#### [Dataset]
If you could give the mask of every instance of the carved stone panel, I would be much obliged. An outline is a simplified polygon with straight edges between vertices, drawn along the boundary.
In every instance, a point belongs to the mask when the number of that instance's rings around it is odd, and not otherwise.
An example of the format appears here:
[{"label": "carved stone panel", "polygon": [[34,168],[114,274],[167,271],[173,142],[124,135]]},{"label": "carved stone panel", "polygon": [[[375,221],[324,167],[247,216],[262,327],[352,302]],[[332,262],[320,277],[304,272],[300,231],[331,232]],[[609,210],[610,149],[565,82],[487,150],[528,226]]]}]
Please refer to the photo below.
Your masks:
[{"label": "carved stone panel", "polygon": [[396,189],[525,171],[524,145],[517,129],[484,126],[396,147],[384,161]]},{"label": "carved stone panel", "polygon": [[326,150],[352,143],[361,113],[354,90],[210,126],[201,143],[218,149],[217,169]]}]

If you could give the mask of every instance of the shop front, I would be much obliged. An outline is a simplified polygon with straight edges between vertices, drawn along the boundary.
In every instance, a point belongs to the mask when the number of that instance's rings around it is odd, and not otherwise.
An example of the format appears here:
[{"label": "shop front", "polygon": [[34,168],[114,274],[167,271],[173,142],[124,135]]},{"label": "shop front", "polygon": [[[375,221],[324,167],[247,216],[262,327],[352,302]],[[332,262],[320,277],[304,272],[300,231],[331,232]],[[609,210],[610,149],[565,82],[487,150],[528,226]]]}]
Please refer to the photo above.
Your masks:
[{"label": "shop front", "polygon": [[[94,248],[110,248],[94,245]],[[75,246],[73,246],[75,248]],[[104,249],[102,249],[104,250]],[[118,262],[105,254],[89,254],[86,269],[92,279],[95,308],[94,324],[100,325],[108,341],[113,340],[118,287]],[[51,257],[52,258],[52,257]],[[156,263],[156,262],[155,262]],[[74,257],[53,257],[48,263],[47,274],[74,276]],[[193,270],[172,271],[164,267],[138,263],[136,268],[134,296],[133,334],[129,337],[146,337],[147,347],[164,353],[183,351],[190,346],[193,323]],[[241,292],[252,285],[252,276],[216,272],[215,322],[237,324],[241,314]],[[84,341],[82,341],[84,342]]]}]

#### [Problem statement]
Using the exact wording, write out all of the records.

#### [Completed task]
If you could give the mask of every instance of the carved stone panel, I would be much obliged. An outline is a simplified polygon with straight edges between vertices, drawn along the boundary.
In every instance, a point belongs to the mask when the number of that instance's rings around it is odd, and not otherwise.
An example of the format appears here:
[{"label": "carved stone panel", "polygon": [[34,168],[114,274],[167,271],[173,142],[124,135]]},{"label": "carved stone panel", "polygon": [[[375,221],[324,167],[247,216],[262,327],[352,302]],[[332,262],[320,277],[304,272],[300,231],[331,232]],[[609,210],[610,149],[565,82],[487,150],[528,226]]]}]
Please refer to the photo below.
Your masks:
[{"label": "carved stone panel", "polygon": [[396,189],[525,171],[524,145],[517,129],[484,126],[396,147],[384,161]]},{"label": "carved stone panel", "polygon": [[326,150],[352,143],[361,113],[354,90],[210,126],[201,143],[218,149],[217,169]]}]

If you could give the mask of every instance of the shop front, I would be much obliged. An outline is a simplified polygon with straight edges between vertices, drawn along the boundary.
In every instance, a point belongs to the mask when the number of that instance's rings around it is odd, and not otherwise.
An example of the format appears here:
[{"label": "shop front", "polygon": [[34,168],[114,274],[167,271],[173,142],[124,135]]},{"label": "shop front", "polygon": [[[375,221],[324,167],[247,216],[262,327],[352,302]],[[332,262],[320,277],[304,272],[300,231],[331,232]],[[609,210],[610,149],[565,82],[487,150],[528,226]]]}]
Please refer to the photo above.
Your masks:
[{"label": "shop front", "polygon": [[[94,248],[110,248],[94,245]],[[75,246],[73,246],[75,248]],[[104,249],[102,249],[104,250]],[[118,262],[105,254],[89,254],[86,269],[92,279],[95,308],[94,324],[100,325],[108,341],[113,340],[118,287]],[[51,257],[52,258],[52,257]],[[156,263],[156,262],[155,262]],[[74,257],[53,257],[48,263],[47,274],[74,276]],[[193,270],[172,271],[164,267],[138,263],[136,268],[134,296],[133,334],[129,337],[146,337],[147,347],[164,353],[183,351],[190,346],[193,323]],[[241,292],[252,285],[252,276],[216,272],[215,322],[237,324],[241,314]],[[84,341],[82,341],[84,342]]]}]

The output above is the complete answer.